- _Text excerpt_:
[Start of Attachment]
Meryl Streep Gives Moving Musical Performance in ‘Florence Foster Jenkins’
Florence Foster Jenkins
Starring Meryl Streep, Hugh Grant & Simon Helberg
Directed by Stephen Frears
PG-13
“I’ve got the music in me,” proclaimed singer Kiki Dee in her pumping, thumping Top 20 hit of 1974. “I’ve got the music in me, I’ve got the music in me!”
Some three decades before Kiki Dee, another singer made a similar proclamation, when matronly New York City socialite Florence Foster Jenkins was filled with a lifelong, over-abundant love of music—but a serious lack of talent.
Director Stephen Frears, whose resume also includes The Queen, Philomena and Dangerous Liasons, brings Jenkins’ quirky story to the screen with humor as well as heart, never crossing over into camp or parody in a tale that certainly couldn’t gone there. Meryl Streep has proven she can indeed sing, and quite well—in Mamma Mia!, Into the Woods and Ricki and the Flash—which makes her enthusiastic off-key yelping, peeping and squawking as Florence all the more of a marvel.
After a big-screen, major-role absence of several years, it’s good to see Hugh Grant back. He’s terrific as Florence’s common-law husband, St Clair Bayfield, who loves her dearly and shields her from “mockers and scoffers” by bribing newspaper critics and making sure audiences at her concerts are packed with friends and supporters.
Simon Helberg (Howard Wolowitz on TV’s The Big Bang Theory) has a major role as Jenkins’ young piano accompanist, Cosme McMoon. At first incredulous at her ineptitude, McMoon later comes—as we do—to admire and respect Jenkins’ childlike innocence and the purity of her desire to share music with others in the “profound communion” of performance.
The movie takes its basic setup—a biopic of a pop-cultural footnote character—and fleshes it out in engrossing detail. We see the tremendous lengths to which Bayfield and others in Florence’s elite social circle go to protect—and enable—her. Florence’s vocal coach uses phrases like “You’ve never sounded better” and “There is no one quite like you” to avoid hurting her feelings and pointing out her clear shortcomings.
[End of Attachment]
- _Required action 1_: In the Florence Foster Jenkins review, who plays Cosme McMoon, Jenkins' young piano accompanist?
- _Required action 2_: Carry on writing the Florence Foster Jenkins review, picking up after its final sentence.

Dataset excerpts
[Start of Attachment]
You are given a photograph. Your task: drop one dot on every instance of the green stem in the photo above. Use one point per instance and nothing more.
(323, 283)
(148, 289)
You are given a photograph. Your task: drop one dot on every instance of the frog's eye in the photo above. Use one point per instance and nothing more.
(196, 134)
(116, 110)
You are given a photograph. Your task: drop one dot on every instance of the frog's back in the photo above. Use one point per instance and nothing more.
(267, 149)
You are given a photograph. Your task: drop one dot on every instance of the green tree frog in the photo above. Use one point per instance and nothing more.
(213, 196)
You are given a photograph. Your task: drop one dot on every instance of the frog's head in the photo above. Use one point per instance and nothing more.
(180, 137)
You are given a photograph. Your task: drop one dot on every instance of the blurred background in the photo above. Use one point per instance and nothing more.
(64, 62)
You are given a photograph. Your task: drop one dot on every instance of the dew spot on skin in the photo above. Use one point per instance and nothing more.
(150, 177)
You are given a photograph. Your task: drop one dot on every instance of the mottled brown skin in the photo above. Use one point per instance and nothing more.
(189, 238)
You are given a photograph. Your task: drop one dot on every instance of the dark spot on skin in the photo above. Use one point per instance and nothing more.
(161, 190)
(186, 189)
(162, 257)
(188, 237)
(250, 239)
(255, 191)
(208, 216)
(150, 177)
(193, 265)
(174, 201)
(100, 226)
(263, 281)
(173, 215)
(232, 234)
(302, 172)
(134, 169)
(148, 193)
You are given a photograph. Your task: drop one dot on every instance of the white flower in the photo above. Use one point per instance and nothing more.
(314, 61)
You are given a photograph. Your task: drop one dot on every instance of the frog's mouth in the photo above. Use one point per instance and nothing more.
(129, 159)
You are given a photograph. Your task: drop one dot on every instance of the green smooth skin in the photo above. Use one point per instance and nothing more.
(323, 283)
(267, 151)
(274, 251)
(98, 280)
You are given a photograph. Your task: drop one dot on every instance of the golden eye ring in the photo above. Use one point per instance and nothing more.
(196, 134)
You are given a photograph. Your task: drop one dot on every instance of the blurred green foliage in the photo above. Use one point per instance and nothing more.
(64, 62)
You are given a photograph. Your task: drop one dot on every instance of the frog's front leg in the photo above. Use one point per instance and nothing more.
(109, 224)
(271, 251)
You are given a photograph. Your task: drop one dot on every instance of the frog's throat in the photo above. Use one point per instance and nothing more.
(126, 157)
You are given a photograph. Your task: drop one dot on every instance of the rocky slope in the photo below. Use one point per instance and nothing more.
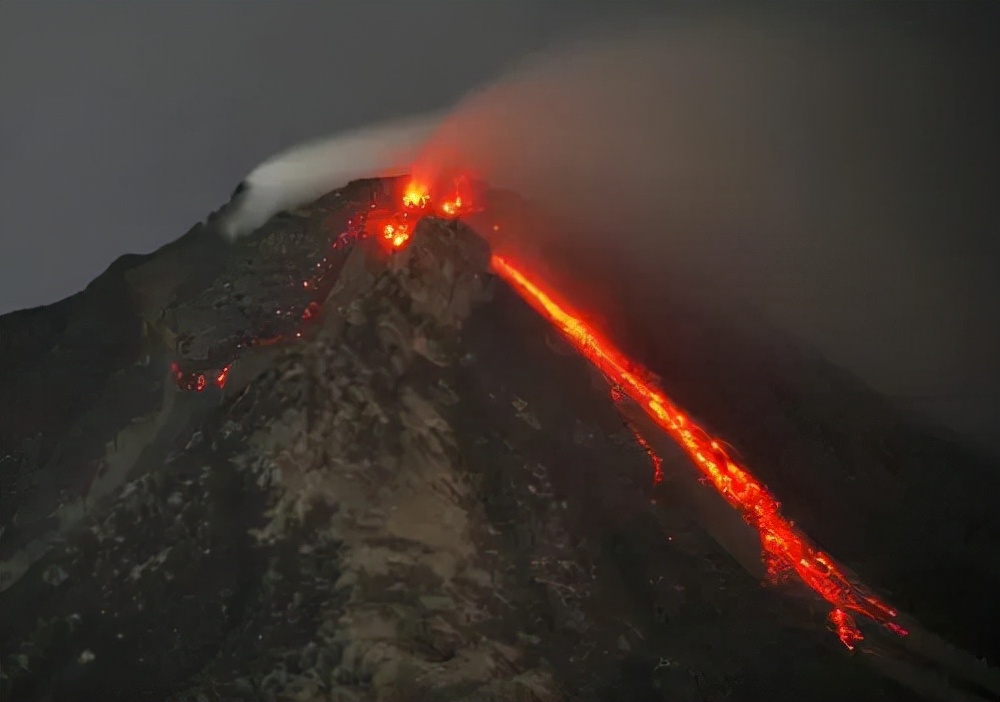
(291, 471)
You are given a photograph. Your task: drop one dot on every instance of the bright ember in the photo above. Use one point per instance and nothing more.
(785, 549)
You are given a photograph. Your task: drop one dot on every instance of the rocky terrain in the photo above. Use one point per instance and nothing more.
(302, 468)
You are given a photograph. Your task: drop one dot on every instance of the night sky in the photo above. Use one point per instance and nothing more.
(122, 124)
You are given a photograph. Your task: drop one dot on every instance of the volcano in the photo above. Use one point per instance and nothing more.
(363, 454)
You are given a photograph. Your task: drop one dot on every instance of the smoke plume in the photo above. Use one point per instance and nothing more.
(839, 176)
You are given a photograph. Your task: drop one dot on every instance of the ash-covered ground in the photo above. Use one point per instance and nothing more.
(408, 487)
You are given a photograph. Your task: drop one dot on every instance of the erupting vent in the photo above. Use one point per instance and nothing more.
(786, 550)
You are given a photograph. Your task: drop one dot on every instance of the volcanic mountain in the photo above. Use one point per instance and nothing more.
(362, 455)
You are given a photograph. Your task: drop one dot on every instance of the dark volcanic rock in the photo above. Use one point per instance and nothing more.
(418, 494)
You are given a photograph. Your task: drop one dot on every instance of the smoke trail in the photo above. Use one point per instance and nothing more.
(840, 177)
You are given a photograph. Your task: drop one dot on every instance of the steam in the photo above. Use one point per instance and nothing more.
(839, 179)
(308, 171)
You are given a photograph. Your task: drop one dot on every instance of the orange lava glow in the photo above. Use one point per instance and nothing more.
(786, 551)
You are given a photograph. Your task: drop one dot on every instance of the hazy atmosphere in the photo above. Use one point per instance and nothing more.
(868, 126)
(124, 123)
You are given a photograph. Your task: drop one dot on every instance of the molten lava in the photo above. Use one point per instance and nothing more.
(785, 550)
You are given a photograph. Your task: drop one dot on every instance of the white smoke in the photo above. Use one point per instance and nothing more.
(840, 179)
(836, 176)
(308, 171)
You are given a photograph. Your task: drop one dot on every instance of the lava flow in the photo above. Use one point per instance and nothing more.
(785, 549)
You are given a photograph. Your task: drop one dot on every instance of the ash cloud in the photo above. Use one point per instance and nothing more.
(836, 174)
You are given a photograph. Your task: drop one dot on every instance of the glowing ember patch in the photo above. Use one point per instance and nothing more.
(222, 376)
(847, 631)
(397, 235)
(416, 196)
(786, 550)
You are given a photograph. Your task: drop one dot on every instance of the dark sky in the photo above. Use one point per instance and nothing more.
(123, 123)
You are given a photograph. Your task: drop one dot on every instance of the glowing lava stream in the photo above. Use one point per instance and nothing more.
(785, 549)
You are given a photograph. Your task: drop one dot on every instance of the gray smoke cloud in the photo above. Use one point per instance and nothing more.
(838, 176)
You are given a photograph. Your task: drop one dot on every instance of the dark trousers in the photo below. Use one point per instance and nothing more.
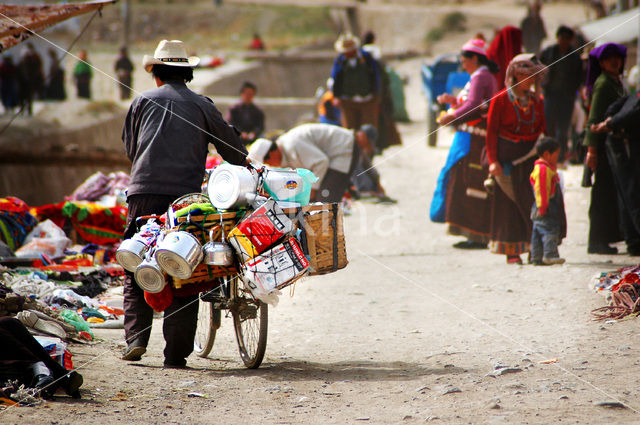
(545, 237)
(180, 319)
(604, 221)
(19, 350)
(624, 159)
(557, 112)
(333, 186)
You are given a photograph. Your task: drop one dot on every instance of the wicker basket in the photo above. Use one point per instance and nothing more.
(323, 238)
(204, 273)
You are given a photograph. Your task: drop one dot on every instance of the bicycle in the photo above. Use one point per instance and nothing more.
(250, 320)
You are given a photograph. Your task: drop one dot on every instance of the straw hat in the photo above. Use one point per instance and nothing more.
(475, 45)
(170, 53)
(259, 149)
(346, 43)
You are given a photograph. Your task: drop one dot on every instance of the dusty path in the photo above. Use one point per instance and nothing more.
(406, 334)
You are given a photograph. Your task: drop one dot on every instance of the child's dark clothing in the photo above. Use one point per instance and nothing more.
(547, 213)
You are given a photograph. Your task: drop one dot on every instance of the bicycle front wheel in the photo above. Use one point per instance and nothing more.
(208, 323)
(250, 321)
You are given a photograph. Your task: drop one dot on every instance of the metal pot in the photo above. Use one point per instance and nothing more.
(217, 253)
(149, 277)
(178, 254)
(131, 253)
(230, 186)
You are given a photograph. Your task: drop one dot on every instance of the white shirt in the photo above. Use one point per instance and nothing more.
(317, 147)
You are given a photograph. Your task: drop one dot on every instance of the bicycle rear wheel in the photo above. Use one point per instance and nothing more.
(250, 321)
(208, 324)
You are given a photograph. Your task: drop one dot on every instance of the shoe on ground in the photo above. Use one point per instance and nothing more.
(134, 351)
(175, 364)
(71, 384)
(602, 249)
(470, 245)
(554, 260)
(514, 259)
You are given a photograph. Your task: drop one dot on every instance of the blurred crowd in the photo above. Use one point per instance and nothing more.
(525, 114)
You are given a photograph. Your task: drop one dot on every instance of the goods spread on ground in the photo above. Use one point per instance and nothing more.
(255, 223)
(622, 288)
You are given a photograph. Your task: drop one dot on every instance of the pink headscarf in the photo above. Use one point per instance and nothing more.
(475, 45)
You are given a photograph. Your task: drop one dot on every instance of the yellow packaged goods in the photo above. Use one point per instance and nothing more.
(260, 230)
(323, 238)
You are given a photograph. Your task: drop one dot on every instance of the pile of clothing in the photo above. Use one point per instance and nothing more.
(622, 287)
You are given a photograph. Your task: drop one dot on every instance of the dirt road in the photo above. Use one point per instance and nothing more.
(411, 331)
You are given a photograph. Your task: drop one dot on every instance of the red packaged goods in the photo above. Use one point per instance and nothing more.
(260, 230)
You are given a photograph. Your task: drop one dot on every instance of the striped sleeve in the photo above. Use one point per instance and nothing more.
(542, 182)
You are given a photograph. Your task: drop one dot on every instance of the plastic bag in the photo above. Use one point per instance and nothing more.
(76, 320)
(45, 238)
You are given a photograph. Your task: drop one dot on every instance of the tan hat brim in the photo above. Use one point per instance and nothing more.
(148, 62)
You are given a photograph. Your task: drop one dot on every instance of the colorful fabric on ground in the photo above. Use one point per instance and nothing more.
(544, 180)
(459, 149)
(15, 221)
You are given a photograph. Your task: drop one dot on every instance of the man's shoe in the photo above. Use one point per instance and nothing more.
(470, 245)
(554, 260)
(134, 351)
(602, 249)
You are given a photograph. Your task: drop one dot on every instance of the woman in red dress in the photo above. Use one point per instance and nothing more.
(515, 121)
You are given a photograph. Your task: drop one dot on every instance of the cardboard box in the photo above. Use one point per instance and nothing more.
(260, 230)
(275, 268)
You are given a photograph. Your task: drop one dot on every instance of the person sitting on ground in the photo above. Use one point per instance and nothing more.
(331, 152)
(245, 116)
(23, 358)
(82, 75)
(547, 212)
(623, 152)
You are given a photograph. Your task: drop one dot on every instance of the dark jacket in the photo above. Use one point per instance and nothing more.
(166, 136)
(566, 73)
(338, 67)
(625, 117)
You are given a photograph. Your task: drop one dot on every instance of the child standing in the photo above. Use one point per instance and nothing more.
(547, 212)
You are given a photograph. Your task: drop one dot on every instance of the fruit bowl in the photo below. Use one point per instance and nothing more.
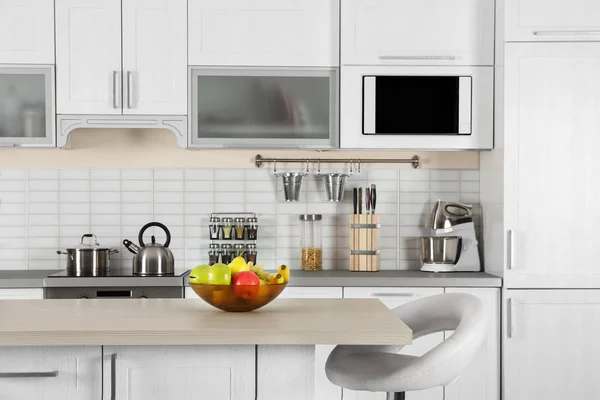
[End of Attachment]
- _Task output 1_: Simon Helberg

- _Task output 2_:
Bayfield’s long-term relationship with a mistress (Rebecca Ferguson) is strained by his equal devotion to Florence. “It’s complicated,” he tells McMoon. And indeed it is. We learn the heartbreaking reason Florence and Bayfield never married, never had children and never had a “real” marriage—and how Florence’s doomed first marriage, when she was 18, left her devastated and damaged, in more ways than one.
We learn of the tragic medical condition—and its toxic treatments—that may have led to some, or many, of Florence’s oddball behaviors, phobias or even delusions.
But mostly we learn of a singer who loved to sing, who had a dream of doing it at Carnegie Hall, and about the unconventional love story at the center of it all.
“They may say I couldn’t sing, but no one can say I didn’t sing,” says Florence toward the end of the film, in a final, parting nod toward her naysayers who refused to see—or hear—the unbridled joy and happiness of her out-of-tune operatics.
“Bravo,” Bayfield replies with a bittersweet smile. And bravo, Meryl Streep, for a moving performance that reminds us that music, like any gift, is one meant to be shared, and that in 1944, Florence Foster Jenkins followed the music “in her.”